▶ _EXTRAIT_:
Je ne parlerai pas de court-circuitage, mais il est arrivé qu'une remontée soit plus rapide que la mienne. Cela n'a toutefois pas perturbé les investigations et je n'ai pas été gênée dans la manière dont je souhaitais diriger l'enquête. C'est un constat que je peux faire.
Madame la Procureure, vous avez indiqué, à propos de la nomination des membres du parquet, que, selon l'opinion majoritaire des parquets généraux, le pouvoir de proposition du garde des sceaux devait être maintenu, au motif que ceux-ci appliquent une politique pénale. En quoi le fait de priver le garde des sceaux de son pouvoir de proposer des nominations remettrait-il en cause l'application de sa politique pénale ? Ce pouvoir ne met-il pas un tant soit peu en doute l'indépendance du parquet aux yeux de l'opinion publique et ne contribue-t-il pas, de ce fait, à le fragiliser ?

▶ _À VOUS_:
Reproduisez l'extrait dans son intégralité, sans en modifier un seul mot. La liste qui suit n'intervient en rien ici.

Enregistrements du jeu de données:
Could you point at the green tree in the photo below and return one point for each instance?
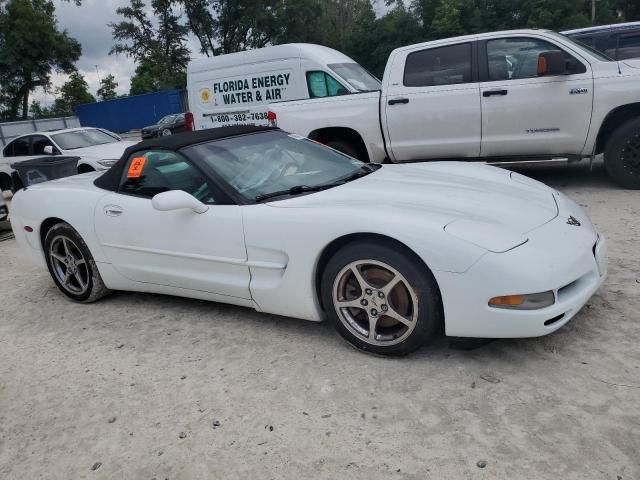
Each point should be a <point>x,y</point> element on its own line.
<point>159,48</point>
<point>74,92</point>
<point>31,48</point>
<point>107,90</point>
<point>378,37</point>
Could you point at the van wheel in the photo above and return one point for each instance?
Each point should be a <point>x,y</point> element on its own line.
<point>622,155</point>
<point>346,148</point>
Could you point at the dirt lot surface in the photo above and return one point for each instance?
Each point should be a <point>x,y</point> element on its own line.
<point>143,386</point>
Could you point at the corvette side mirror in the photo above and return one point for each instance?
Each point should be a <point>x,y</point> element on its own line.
<point>177,200</point>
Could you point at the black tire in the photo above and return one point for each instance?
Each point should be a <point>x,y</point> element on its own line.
<point>347,148</point>
<point>94,286</point>
<point>622,155</point>
<point>428,312</point>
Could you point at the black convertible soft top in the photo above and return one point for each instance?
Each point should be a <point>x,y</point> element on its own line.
<point>111,178</point>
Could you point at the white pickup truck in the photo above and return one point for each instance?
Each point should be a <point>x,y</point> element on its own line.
<point>513,96</point>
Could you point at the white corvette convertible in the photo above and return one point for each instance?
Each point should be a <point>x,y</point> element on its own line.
<point>256,217</point>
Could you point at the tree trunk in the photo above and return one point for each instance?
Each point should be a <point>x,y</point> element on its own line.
<point>25,104</point>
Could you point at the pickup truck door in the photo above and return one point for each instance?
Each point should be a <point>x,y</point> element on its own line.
<point>431,103</point>
<point>524,114</point>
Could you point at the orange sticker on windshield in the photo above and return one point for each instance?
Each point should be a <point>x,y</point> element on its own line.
<point>136,167</point>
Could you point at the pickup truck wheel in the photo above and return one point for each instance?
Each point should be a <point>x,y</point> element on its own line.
<point>345,147</point>
<point>622,155</point>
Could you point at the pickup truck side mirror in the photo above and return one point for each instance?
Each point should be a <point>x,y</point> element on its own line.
<point>553,62</point>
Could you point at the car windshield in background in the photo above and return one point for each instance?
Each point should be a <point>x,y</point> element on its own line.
<point>82,138</point>
<point>356,76</point>
<point>596,53</point>
<point>259,165</point>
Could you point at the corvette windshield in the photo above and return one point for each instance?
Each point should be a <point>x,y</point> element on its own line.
<point>273,164</point>
<point>82,138</point>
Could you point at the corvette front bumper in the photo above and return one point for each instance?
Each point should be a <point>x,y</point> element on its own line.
<point>569,260</point>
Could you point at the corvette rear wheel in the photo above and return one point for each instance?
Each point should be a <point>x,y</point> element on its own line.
<point>71,265</point>
<point>380,299</point>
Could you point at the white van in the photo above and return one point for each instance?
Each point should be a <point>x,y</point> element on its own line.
<point>237,88</point>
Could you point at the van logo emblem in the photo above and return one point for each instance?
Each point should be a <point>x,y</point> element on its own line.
<point>573,221</point>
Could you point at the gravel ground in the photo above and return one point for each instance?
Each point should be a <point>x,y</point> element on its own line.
<point>141,386</point>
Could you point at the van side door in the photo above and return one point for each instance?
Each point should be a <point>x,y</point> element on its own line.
<point>527,114</point>
<point>430,103</point>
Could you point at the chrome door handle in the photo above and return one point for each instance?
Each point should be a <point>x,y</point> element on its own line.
<point>394,101</point>
<point>491,93</point>
<point>112,210</point>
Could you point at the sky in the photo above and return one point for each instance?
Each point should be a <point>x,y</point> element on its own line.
<point>89,24</point>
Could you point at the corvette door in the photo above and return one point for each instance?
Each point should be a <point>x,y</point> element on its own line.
<point>178,248</point>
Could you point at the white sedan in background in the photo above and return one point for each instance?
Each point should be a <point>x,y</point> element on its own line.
<point>253,216</point>
<point>97,148</point>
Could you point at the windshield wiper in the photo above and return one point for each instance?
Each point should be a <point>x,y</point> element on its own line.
<point>290,191</point>
<point>298,189</point>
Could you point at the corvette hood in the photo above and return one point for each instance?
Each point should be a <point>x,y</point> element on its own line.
<point>632,62</point>
<point>108,150</point>
<point>453,190</point>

▶ _RÉPONSE ATTENDUE_:
Je ne parlerai pas de court-circuitage, mais il est arrivé qu'une remontée soit plus rapide que la mienne. Cela n'a toutefois pas perturbé les investigations et je n'ai pas été gênée dans la manière dont je souhaitais diriger l'enquête. C'est un constat que je peux faire.
Madame la Procureure, vous avez indiqué, à propos de la nomination des membres du parquet, que, selon l'opinion majoritaire des parquets généraux, le pouvoir de proposition du garde des sceaux devait être maintenu, au motif que ceux-ci appliquent une politique pénale. En quoi le fait de priver le garde des sceaux de son pouvoir de proposer des nominations remettrait-il en cause l'application de sa politique pénale ? Ce pouvoir ne met-il pas un tant soit peu en doute l'indépendance du parquet aux yeux de l'opinion publique et ne contribue-t-il pas, de ce fait, à le fragiliser ?